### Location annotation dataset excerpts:
☆ ☆ ☆
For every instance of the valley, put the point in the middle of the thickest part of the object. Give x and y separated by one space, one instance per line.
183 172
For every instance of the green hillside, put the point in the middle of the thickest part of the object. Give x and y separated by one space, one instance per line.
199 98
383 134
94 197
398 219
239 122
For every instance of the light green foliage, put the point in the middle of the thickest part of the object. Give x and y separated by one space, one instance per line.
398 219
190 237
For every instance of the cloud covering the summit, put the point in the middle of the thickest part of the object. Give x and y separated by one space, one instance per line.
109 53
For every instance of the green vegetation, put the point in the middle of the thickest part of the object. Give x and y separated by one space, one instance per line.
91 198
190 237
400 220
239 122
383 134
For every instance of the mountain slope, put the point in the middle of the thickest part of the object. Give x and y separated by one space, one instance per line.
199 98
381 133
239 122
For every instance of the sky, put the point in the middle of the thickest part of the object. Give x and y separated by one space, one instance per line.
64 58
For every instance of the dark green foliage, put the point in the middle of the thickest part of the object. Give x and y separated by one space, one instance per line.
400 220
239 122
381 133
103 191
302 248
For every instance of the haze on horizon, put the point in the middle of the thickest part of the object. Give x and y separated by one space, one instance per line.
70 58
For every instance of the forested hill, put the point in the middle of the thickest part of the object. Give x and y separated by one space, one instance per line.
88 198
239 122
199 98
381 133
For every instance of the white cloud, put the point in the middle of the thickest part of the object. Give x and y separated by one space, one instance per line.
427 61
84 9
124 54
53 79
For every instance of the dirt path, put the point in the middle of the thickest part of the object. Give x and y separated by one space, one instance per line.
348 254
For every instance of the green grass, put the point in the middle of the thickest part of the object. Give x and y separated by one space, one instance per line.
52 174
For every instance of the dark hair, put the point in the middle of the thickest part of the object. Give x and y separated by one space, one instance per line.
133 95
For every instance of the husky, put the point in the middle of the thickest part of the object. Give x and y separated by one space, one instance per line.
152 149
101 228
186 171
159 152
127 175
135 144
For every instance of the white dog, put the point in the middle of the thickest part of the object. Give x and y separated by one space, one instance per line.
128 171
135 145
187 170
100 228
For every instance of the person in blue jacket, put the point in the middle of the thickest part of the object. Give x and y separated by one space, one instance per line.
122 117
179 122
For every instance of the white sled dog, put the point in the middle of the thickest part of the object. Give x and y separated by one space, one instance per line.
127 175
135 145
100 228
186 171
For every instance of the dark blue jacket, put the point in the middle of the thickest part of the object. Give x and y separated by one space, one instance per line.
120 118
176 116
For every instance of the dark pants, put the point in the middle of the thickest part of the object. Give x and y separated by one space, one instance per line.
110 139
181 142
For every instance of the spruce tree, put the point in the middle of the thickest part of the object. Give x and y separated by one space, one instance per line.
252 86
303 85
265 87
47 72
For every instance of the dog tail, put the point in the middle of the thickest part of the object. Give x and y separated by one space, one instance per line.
☆ ☆ ☆
### Your objective:
Reproduce exactly the lines from the one with "For every instance of the white dog, put" through the end of the entries above, both ends included.

### Output:
For every instance of the white dog, put the point in the middle of the thickest part of the object. Give x and y separated by one space, one instance per line.
128 171
135 145
187 170
100 228
For every instance of the person in blue jacket, put the point in the middle of the thickest part of the object. Give x and y separated by one space, one instance per line.
122 117
179 122
For every instance of the white sled dog, put the point in the middle of the thickest part of the object. Give x and y separated by one space, one instance per line.
127 175
135 145
100 228
186 171
For every instance of the dark blue jacket, put the point in the middle of the thickest part of the object. Give x and y separated by one space, one instance per line.
120 118
176 116
For every instance of the dark pants, put the point in the middle of the thickest part of the object. Give x and y separated by one space, one instance per line.
110 139
181 142
For every instance of the spruce tree, put the point in the middle of the thickest part of the object. Give x and y separated by one space, one instance per line.
252 86
303 85
265 87
47 72
For every instance of the dog tail, put the point in the middle of the thickest part of the object. Give x and y separated by one space, one instance per line.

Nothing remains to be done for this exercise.